SOURCE EXTRACT:
____

Artificial intelligence deciphers genetic instructions
A German-American team of scientists have deciphered some of the more elusive instructions encoded in DNA with the help of artificial intelligence (AI). Their neural network trained on high-resolution maps of protein-DNA interactions uncovers subtle DNA sequence patterns throughout the genome, thus providing a deeper understanding of how these sequences are organised to regulate genes.
Artificial intelligence algorithms are extremely powerful at fitting massive and complex datasets. But their interpretation, rationalising how the machine performs specific predictions when presented a given input, is notoriously hard. This black box behaviour hampers wide acceptation of AI in medical diagnostics, where justifications matter, and restrain their utility in natural sciences where understanding mechanisms is the goal.
'Neural networks are black boxes, but they can be interrogated digitally. So, with a large number of virtual experiments, we figured out the rules the neural net learned’ says first author Dr Žiga Avsec, member of the group of Julien Gagneur, professor of computational molecular medicine at the Technical University of Munich. Together with Anshul Kundaje, professor at Stanford University, he created the first version of the model when he visited Stanford as a guest scientist. An interdisciplinary team of biologists and computational researchers continued this research and have now shown that neural networks can be used to decipher complex instructions encoded in DNA.
Researchers working on this project from the Technical University of Munich, the Stowers Institute for Medical Research and Stanford University continued are employing neural networks, such as those used for facial recognition, together with newly developed model interpretation techniques that can be used to decipher complex instructions encoded in DNA.
One of the big unsolved problems in biology is the genome’s second code, its regulatory code. The DNA bases encode not only the instructions for how to build proteins, but also when and where to make these proteins in an organism.
The regulatory code is read by proteins called transcription factors that bind to short stretches of DNA called motifs. However, how particular combinations and arrangements of motifs specify regulatory activity is an extremely complex problem that has been hard to pin down.
DNA binding experiments and computational modelling going hand in hand
The key was to perform transcription factor-DNA binding experiments and computational modelling at the highest possible resolution, down to the level of individual DNA bases. The increased resolution allowed the team not only to train highly accurate neural network models but also to extract the key elements and patterns from the models, including transcription factor binding motifs and the combinatorial rules by which they function together as code.
Applied to master regulators of stem cell differentiation and confirmed experimentally by CRISPR, the approach revealed complex rules involving a precise positioning along the DNA double helix and specific ordering of events.

____

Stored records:

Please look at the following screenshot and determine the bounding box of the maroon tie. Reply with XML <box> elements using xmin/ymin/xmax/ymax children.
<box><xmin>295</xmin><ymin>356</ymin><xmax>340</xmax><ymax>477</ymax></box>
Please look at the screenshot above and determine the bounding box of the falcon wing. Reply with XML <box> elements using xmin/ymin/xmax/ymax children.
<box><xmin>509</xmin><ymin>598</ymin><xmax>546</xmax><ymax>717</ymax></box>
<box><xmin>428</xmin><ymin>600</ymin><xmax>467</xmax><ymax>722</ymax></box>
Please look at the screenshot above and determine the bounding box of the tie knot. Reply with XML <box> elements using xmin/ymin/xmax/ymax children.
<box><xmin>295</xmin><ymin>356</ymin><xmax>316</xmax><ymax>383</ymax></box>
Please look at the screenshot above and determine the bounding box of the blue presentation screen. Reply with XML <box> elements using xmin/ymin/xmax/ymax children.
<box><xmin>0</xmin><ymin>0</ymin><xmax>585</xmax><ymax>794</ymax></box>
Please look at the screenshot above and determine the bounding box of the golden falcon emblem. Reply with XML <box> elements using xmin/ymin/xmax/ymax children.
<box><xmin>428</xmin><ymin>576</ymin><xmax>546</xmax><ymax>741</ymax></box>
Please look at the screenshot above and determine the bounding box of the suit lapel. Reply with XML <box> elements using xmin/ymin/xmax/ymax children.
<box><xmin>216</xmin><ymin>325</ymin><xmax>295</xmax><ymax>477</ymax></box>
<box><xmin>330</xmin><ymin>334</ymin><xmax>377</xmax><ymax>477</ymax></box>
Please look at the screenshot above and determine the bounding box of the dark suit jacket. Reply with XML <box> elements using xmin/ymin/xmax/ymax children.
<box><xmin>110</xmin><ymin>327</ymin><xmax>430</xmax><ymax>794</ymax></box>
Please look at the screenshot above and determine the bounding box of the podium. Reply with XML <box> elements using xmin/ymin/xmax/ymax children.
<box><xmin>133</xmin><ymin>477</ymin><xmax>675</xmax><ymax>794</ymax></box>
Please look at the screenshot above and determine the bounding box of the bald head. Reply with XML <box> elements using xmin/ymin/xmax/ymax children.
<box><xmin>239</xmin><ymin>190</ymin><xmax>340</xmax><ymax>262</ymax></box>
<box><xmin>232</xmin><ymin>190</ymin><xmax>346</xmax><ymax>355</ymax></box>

____

WORK ORDER A: Repeat the stretch of the article on AI and genetic instructions from "Artificial intelligence algorithms" through "is the goal.".
WORK ORDER B: Render this sentence from the article on AI and genetic instructions in Spanish: "The regulatory code is read by proteins called transcription factors that bind to short stretches of DNA called motifs."
WORK ORDER C: Name every research institution mentioned in the article on AI and genetic instructions.
Rely only on the article on AI and genetic instructions for what comes next.

WORKED SOLUTION A:
Artificial intelligence algorithms are extremely powerful at fitting massive and complex datasets. But their interpretation, rationalising how the machine performs specific predictions when presented a given input, is notoriously hard. This black box behaviour hampers wide acceptation of AI in medical diagnostics, where justifications matter, and restrain their utility in natural sciences where understanding mechanisms is the goal.

WORKED SOLUTION B: El código regulador es leído por proteínas llamadas factores de transcripción, que se unen a tramos cortos de ADN llamados motivos.

WORKED SOLUTION C:
Technical University of Munich
Stanford University
Stowers Institute for Medical Research